- _Parts of the exercise_:
A - Answer these questions about the frog article:
(i) About what share of all modern amphibian species are frogs?
(ii) How many genes did the international team analyze, and from how many frog species?
(iii) How many other species had the previous studies targeted?
B - Print the part of the frog article that opens with the words containing "A new study" and closes with "years old species.".
C - Proceed with the article on frogs and the dinosaur-killing asteroid, picking up after its last sentence.

- _Selected excerpt_:

━━━━━━━━━━━━━━━━

A new study shows that one’s problem may be another one’s luck. Namely, it found that the same asteroid collision that led to the disappearance of dinosaurs also helped frogs thrive. The research findings state that the 66 million old event was crucial in the advancement of the 200 million years old species.
Frogs make up about 99 percent of all modern amphibian species. Scientists are also still amazed at their diversity and also extended geographical distribution, and this latest research may come to offer a further clue about how this came to be.
Little was previously known about this amphibian’s evolutionary history or what led to its diversification. Now, this latest study claims that one possibly ‘crucial’ element behind this latter may be the “vacuum” created by the asteroid strike already tied to the disappearance of dinosaurs.
Frogs Survived and Thrived in a ‘Vacuum”
An international team of researchers analyzed 95 genes collected from 156 frog species. Then, they combined the resulting data with information gathered from previous studies, which targeted 145 other species.

━━━━━━━━━━━━━━━━

- _Collected data_:
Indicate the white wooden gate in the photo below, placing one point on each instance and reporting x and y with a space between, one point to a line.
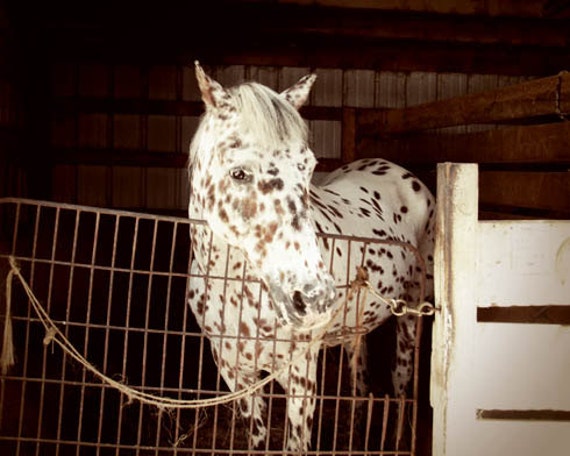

━━━━━━━━━━━━━━━━

- _Answers per task_:
A -
(i) About 99 percent.
(ii) 95 genes from 156 frog species.
(iii) 145 other species.

B -
A new study shows that one’s problem may be another one’s luck. Namely, it found that the same asteroid collision that led to the disappearance of dinosaurs also helped frogs thrive. The research findings state that the 66 million old event was crucial in the advancement of the 200 million years old species.

C -
This helped detect the simultaneous emergence of three simultaneous lineages, ones that make up for some 88 percent of all living species. These have been noted to have evolved some 66 million years ago. Namely, they started thriving at the end of the Cretaceous and start of the Paleogene and after the asteroid strike.
“Frogs have been around for well over 200 million years, but this study shows it wasn’t until the extinction of the dinosaurs that we had this burst of frog diversity that resulted in the vast majority of frogs we see today,” stated David Blackburn, a study co-author.
The research team was also reportedly surprised by the results. This is because previous studies suggested that modern frogs may trace back their origins to much earlier and ancient times.
Instead, these seem to have started truly evolving and diversifying only after an event which killed off some three-quarters of all the fauna and flora on Earth.
Researchers will now look to determine what enabled the survival and diversification of these specific lineages and not others that also existed at the time.
Study results are available in the journal Proceedings of the National Academy of Sciences.